## What this exercise asks:
1 - For each statement, marked (a), (b) and (c), state whether it agrees with the forum thread on amber warning lights, answering yes or no and quoting the deciding words of the thread. (a) The poster ordered four SNM E4 lights, all amber. (b) The poster intends to crimp the wires rather than solder them. (c) The reply from crazyboy asks for a video once the work is finished.
2 - Carry on the forum thread on amber warning lights from where it stops.

I hope this will give me enough "notice" but not too much to wake up the neighborhood. I also think with this set up I have room to add. I might add front ambers HAW is the marker lights if needed??

Does all this sound right?


----------



## crazyboy (Feb 3, 2009)

Chandlerarms;1522043 said:


> ok - so I hope I have this right. I ordered 4 SNM E4's along with the brackets (all amber). Two will go behind the grille and 2 will go on either back side window (one each side). I already have a set of SNM HAW LED's in the back tail lights - Basically a 360 degree coverage.
> 
> I plan on running the power and pattern wires to the cab and wire together the synch in the grille area. Find a ground somewhere close the the grille as well, and cap off the low power wire. I will do the same for the side rear lights. Ill also use loom where needed and solder the wires (vs crimp).
> 
> ...


Sounds good,just follow the instructions for setting the patterns, and post a video when it's done.


----------



## Chandlerarms (Nov 9, 2011)

[Boundary annotation records]

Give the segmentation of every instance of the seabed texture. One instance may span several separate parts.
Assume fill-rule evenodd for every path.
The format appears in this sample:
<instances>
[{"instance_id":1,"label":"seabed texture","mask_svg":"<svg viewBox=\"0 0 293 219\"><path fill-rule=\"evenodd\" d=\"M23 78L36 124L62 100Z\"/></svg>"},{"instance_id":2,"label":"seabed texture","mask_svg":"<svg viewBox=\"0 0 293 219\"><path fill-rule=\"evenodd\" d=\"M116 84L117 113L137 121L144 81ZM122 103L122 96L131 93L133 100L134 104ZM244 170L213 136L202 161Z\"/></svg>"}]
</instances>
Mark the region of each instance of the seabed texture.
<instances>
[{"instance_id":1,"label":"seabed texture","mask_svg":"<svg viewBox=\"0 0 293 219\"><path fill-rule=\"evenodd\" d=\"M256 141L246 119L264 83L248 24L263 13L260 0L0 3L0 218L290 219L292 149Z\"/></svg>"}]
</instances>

## Task-by-task answers:
1 -
(a) Yes: "I ordered 4 SNM E4's along with the brackets (all amber)."
(b) No: "solder the wires (vs crimp)."
(c) Yes: "post a video when it's done."

2 -
Well I think I know how to mount my E4's. I just need to find a bracket long enough. I have a perfect spot on my 2001 Silverado, but the SNM bracket is just a tad bit short so my LED falls right in the middle of a grille slot. I am looking for a "dual" bracket so I have enough room to adjust the LED up or down a bit. Does anyone have a good recommendation for a bracket that's at least 4.25 inches wide and at least 3 inches long? So far I think the Galls G4/G6 dual L bracket might work, but I want to see if there is anything else that might work?

As a back up, I would do something similar to what Blueline38 did in his thread????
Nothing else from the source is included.